Stored records:

____

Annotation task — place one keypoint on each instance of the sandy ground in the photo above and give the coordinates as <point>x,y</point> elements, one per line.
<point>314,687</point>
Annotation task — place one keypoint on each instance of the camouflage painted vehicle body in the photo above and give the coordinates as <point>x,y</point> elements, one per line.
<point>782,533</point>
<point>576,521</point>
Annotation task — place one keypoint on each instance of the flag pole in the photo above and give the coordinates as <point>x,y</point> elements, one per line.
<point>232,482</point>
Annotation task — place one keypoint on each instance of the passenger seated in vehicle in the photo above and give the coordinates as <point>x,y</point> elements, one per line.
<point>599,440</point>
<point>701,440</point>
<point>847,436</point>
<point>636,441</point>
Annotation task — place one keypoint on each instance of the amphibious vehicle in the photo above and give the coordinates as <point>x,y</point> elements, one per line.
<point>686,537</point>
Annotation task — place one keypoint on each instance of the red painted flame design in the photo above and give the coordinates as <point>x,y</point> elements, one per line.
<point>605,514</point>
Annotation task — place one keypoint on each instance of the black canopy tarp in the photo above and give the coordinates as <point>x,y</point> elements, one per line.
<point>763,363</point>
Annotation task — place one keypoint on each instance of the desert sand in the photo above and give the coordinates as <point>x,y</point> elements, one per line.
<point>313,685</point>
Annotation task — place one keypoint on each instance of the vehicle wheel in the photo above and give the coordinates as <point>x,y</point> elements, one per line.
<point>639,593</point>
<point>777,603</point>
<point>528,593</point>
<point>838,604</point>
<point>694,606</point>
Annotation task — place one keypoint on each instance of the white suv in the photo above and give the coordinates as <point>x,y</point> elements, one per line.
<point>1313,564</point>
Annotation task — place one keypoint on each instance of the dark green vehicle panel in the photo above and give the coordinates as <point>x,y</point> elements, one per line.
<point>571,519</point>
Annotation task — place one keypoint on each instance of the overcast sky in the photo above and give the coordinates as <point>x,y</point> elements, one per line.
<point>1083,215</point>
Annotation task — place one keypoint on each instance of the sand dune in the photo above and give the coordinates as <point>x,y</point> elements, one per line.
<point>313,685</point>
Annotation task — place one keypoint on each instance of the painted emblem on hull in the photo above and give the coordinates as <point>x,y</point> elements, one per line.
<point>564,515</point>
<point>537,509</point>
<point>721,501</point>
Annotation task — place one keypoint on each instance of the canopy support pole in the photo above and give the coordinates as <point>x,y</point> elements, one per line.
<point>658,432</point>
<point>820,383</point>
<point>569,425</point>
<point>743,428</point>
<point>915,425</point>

____

§ What needs to be done
Output all the lines above, matching them word for word.

§ Response to this exercise
Annotation task — place one keypoint on each instance of the sandy ground in the photo above and give the coordinates as <point>x,y</point> elements, one per line.
<point>314,687</point>
Annotation task — place one keypoint on each instance of the camouflage painted vehicle body in the photo above and give the coordinates as <point>x,y</point> elements, one per line.
<point>782,533</point>
<point>576,521</point>
Annotation task — place one keypoint on each instance of the flag pole in the photo above and give the coordinates as <point>x,y</point> elements, one per line.
<point>232,482</point>
Annotation task — place one keypoint on each instance of the passenger seated in vehicle in the photo above and give the coordinates as <point>x,y</point> elements, one per line.
<point>599,440</point>
<point>701,440</point>
<point>847,436</point>
<point>636,441</point>
Annotation task — place one keypoint on each instance of the amphibious vehicle in the photo above and give the coordinates as <point>x,y</point> elements, one per line.
<point>686,537</point>
Annotation task — place one keypoint on each instance of the red painted flame design in the photo above and give the coordinates as <point>x,y</point> elements, one per line.
<point>605,514</point>
Annotation task — place one keypoint on each instance of the black canopy tarp in the photo above and give the coordinates as <point>x,y</point> elements, one per line.
<point>763,363</point>
Annotation task — place one keypoint on each instance of the desert sand in the photo above and give the coordinates as <point>x,y</point> elements, one per line.
<point>313,685</point>
Annotation task — place one keypoint on each instance of the vehicle wheel in the photo above and give the coordinates as <point>x,y</point> elements, one per line.
<point>639,593</point>
<point>777,603</point>
<point>528,593</point>
<point>838,604</point>
<point>694,606</point>
Annotation task — place one keypoint on each instance of the white suv in the photo above and give the coordinates as <point>x,y</point> elements, one per line.
<point>1313,564</point>
Annotation task — place one keypoint on each instance of the dark green vehicle panel in the photo above and give the coordinates as <point>x,y</point> elements, one per line.
<point>571,519</point>
Annotation task — place one keypoint on each instance of the overcast sky in the photo above and give the coordinates as <point>x,y</point> elements, one per line.
<point>1083,215</point>
Annotation task — place one keypoint on each instance of the sand dune in the photo above and give the coordinates as <point>x,y</point> elements, one per line.
<point>313,685</point>
Annotation task — place one keypoint on each instance of the painted emblem on hull in the photo above and give the coordinates as <point>x,y</point> elements, one per line.
<point>564,515</point>
<point>537,509</point>
<point>721,501</point>
Annotation task — place one keypoint on each instance of the canopy support pole in the photo above and give the coordinates as <point>x,y</point> elements, one per line.
<point>658,432</point>
<point>820,383</point>
<point>569,425</point>
<point>743,428</point>
<point>915,425</point>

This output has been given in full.